◆ ABOUT THIS EXERCISE
Translate this sentence from the text about Children's Day at the mall into Spanish: "I saw mothers juggling popcorn and drinks on one hand and two or more excited kids on the other."

It was Children’s Day over the weekend and I made the mistake of going to the mall to buy medicines at one of the pharmacies there.
BIG mistake; everywhere, every available space was crawling with kids. First off, there was no parking space, so I had to park on the road. now, that should have been the cue for me to go to GRA or Allen avenue but I was feeling rather lazy.
Me ke? Allen for where? Nah, I will just dash in and dash out.
But it was Children’s Day, like many weekends and public holidays when parents lavish on their children many fun things money can buy. Many do so out of guilt, others, because they want to let the neighbours know they can afford to lounge at the mall, even if for just a selfie with the kids…yeah, we are at the mall, malling, yaayyy! (insert smiley)
So, I walked into the mall and there was a huge circus underway with kids shrieking from pure joy and others from sheer fright either at the mascots or the escalator or fun rides.
I saw mothers juggling popcorn and drinks on one hand and two or more excited kids on the other. I saw a few fathers calling out sternly to their kids to behave properly while they sorted out tickets for a movie or made quick purchases of candy or something else. I saw thoroughly harassed nannies, running to keep up with children who broke free, a few secretly konked the children for bad behaviour before they dragged the errant child to where the rest of the family sat.

[Saved entries]
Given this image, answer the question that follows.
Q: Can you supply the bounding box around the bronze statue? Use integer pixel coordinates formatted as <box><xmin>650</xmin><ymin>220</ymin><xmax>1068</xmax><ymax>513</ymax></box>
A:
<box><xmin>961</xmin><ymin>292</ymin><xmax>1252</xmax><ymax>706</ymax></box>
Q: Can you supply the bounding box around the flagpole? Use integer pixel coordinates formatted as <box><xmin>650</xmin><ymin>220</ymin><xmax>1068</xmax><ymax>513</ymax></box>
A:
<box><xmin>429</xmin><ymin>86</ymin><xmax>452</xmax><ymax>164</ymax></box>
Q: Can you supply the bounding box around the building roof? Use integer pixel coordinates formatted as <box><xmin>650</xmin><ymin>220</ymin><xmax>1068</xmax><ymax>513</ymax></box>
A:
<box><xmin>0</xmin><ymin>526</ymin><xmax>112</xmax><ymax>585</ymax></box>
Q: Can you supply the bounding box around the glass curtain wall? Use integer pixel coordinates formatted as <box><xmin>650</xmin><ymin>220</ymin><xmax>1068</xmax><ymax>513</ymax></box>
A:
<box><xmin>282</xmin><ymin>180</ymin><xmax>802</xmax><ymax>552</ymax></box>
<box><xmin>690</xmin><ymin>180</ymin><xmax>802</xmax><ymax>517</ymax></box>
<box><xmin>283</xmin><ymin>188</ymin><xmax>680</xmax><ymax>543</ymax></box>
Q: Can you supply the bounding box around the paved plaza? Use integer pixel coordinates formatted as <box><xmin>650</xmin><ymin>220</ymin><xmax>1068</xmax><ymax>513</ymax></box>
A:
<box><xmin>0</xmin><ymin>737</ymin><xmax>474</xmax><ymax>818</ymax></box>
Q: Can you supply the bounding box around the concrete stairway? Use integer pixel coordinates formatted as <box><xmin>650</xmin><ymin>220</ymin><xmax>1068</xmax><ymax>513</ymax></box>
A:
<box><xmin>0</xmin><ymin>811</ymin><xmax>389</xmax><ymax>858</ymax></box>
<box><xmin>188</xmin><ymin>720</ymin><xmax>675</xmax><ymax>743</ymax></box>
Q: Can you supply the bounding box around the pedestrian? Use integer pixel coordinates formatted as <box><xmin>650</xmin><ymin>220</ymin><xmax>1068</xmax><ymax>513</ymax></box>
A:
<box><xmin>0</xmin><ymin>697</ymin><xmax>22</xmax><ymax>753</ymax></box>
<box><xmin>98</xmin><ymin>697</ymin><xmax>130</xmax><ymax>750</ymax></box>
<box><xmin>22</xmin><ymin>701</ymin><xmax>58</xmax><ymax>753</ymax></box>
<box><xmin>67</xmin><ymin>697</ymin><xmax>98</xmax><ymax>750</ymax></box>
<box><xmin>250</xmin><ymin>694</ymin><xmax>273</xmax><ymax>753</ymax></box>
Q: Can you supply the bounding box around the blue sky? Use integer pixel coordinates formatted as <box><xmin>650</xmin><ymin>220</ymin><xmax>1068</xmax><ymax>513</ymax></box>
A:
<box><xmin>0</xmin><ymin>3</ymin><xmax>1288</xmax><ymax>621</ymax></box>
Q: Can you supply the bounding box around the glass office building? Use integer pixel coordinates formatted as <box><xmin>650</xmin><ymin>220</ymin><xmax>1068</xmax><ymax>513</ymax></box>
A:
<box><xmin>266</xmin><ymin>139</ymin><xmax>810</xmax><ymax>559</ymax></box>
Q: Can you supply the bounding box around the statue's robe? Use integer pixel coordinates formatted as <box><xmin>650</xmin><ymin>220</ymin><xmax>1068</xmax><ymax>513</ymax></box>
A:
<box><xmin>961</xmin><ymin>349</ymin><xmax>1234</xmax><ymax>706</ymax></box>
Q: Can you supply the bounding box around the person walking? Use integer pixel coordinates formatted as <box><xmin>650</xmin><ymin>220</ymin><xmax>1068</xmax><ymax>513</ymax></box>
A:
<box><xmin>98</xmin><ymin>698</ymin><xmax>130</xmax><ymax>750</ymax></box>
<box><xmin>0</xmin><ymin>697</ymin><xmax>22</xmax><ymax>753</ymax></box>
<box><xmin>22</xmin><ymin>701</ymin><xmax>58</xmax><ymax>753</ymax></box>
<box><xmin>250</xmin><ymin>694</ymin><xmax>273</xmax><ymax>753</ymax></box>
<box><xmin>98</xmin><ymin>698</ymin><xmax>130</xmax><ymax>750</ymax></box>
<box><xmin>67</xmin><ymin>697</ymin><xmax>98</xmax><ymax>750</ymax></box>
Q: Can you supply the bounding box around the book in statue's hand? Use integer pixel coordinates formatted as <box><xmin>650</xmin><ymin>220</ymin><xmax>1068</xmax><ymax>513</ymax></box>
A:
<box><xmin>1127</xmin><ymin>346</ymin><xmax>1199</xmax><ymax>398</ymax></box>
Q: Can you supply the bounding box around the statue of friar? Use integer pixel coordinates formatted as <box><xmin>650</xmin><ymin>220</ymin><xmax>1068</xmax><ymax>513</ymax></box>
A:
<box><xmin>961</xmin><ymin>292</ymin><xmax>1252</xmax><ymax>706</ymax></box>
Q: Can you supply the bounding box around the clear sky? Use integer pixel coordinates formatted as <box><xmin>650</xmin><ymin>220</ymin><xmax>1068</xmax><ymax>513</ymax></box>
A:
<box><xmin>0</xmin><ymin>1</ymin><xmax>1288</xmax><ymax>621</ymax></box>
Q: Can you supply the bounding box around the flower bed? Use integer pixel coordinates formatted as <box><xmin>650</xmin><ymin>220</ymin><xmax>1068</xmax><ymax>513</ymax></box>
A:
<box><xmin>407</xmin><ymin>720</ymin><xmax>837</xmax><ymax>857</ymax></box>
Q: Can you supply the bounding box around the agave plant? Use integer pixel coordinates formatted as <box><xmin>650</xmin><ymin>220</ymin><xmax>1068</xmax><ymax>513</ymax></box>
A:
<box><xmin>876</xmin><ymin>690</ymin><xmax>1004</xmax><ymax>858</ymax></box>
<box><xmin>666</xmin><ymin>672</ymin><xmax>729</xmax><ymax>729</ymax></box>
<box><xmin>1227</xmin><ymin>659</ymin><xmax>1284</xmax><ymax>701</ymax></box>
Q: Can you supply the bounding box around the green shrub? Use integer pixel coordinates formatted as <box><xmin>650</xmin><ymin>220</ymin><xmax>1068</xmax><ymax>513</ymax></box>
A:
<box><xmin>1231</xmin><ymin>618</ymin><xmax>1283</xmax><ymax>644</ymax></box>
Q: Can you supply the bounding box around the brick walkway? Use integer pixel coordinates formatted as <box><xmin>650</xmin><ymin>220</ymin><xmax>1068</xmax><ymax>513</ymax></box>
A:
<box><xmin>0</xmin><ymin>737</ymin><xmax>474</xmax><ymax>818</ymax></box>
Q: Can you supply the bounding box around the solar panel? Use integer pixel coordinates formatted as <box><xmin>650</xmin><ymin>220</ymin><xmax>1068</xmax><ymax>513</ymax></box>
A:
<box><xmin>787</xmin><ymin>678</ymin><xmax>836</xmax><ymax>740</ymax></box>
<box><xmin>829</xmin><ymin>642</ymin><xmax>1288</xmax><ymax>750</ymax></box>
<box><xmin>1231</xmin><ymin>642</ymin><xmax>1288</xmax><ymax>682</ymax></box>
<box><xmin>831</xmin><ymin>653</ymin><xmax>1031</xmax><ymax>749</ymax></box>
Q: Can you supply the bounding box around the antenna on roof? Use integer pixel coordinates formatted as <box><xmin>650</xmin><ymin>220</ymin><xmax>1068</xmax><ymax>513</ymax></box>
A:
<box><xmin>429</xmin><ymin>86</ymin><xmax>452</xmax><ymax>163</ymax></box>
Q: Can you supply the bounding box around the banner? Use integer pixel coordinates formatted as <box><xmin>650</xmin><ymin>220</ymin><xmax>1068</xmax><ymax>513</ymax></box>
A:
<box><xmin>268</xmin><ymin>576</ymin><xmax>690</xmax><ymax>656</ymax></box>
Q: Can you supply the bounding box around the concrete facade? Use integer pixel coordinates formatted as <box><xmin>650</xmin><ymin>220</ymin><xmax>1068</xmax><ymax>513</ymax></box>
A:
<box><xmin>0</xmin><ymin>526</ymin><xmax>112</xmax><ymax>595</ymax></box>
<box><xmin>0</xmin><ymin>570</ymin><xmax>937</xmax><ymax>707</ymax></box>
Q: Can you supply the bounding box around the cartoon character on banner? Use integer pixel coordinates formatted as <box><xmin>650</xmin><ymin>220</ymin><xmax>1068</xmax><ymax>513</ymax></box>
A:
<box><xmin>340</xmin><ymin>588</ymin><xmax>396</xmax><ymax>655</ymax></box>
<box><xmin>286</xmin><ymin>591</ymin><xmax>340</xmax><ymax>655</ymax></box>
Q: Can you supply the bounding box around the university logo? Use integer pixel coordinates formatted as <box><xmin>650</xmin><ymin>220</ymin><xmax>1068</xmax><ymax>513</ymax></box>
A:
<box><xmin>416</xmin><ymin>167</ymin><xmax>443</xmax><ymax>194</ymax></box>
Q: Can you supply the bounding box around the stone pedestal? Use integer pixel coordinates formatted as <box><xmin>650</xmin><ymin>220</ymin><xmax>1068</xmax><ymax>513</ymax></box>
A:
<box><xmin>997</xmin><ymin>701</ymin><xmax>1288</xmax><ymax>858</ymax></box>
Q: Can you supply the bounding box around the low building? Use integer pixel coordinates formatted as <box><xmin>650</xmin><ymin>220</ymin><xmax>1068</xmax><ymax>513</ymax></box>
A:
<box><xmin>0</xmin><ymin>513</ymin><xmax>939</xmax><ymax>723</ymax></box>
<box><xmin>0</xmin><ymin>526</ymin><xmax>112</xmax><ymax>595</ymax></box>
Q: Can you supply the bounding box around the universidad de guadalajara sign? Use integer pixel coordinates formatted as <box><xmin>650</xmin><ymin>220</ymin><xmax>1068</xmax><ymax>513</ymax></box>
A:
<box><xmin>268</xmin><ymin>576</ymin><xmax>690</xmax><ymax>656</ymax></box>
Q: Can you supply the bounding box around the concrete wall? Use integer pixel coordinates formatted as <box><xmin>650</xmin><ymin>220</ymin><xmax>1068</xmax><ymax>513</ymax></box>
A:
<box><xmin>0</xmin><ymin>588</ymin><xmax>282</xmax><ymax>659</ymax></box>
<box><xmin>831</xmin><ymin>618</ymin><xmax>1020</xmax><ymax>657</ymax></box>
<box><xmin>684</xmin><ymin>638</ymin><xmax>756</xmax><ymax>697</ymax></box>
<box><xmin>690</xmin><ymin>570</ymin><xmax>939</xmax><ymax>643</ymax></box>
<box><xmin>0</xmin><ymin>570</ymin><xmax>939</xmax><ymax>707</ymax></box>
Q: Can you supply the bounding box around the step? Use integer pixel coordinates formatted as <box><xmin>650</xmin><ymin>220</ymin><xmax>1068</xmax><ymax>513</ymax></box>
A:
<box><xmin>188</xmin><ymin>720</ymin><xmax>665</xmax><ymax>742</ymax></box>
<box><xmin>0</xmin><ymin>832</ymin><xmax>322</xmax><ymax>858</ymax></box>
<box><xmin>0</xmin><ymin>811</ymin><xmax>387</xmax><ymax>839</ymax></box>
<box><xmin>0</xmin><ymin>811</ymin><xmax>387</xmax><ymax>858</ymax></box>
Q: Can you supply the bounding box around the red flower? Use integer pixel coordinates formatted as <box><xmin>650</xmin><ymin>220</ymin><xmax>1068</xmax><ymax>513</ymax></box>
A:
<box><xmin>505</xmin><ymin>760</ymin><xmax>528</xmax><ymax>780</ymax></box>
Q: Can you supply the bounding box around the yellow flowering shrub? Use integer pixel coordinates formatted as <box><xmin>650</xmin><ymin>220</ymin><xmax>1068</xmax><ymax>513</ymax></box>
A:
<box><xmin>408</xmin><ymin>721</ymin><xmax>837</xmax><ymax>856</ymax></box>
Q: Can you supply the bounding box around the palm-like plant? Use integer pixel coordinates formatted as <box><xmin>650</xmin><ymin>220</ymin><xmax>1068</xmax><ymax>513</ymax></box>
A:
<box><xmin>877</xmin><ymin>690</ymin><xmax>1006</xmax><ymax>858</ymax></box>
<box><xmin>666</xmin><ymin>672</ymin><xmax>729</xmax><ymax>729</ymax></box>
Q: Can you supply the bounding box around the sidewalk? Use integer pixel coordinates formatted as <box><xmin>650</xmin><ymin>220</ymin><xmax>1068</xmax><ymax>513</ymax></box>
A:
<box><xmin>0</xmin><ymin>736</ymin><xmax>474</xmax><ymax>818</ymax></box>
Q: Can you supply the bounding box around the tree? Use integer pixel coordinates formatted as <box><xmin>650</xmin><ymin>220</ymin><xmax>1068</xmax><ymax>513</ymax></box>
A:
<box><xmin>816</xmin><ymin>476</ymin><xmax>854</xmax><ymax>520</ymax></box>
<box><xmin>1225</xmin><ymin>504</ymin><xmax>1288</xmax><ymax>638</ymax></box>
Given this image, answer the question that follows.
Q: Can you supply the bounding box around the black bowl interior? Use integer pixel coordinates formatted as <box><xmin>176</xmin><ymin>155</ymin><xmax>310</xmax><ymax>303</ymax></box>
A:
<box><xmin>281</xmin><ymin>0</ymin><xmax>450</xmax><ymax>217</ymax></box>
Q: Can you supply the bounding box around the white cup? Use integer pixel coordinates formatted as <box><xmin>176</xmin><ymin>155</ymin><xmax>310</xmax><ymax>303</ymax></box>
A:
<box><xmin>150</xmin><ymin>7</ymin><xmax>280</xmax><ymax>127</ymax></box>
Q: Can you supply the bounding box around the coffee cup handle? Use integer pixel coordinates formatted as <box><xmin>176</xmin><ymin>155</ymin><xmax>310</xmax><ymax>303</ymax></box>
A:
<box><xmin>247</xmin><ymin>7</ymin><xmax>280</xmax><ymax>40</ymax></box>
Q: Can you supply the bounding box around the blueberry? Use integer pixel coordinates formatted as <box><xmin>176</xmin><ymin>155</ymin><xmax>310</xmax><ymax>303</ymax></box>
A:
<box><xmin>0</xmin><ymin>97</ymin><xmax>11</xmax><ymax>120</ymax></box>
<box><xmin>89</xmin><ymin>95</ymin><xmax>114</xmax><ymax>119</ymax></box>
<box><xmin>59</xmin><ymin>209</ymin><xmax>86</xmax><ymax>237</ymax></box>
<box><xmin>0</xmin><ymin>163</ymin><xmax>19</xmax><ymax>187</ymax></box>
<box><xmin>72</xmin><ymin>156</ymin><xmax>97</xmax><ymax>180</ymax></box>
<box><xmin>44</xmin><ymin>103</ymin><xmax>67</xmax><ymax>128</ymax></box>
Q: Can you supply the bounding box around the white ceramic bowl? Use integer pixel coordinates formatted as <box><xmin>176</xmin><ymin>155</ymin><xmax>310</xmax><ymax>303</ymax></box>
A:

◆ ANSWER TO THIS PROBLEM
Vi a madres haciendo malabares con palomitas y bebidas en una mano y con dos o más niños emocionados en la otra.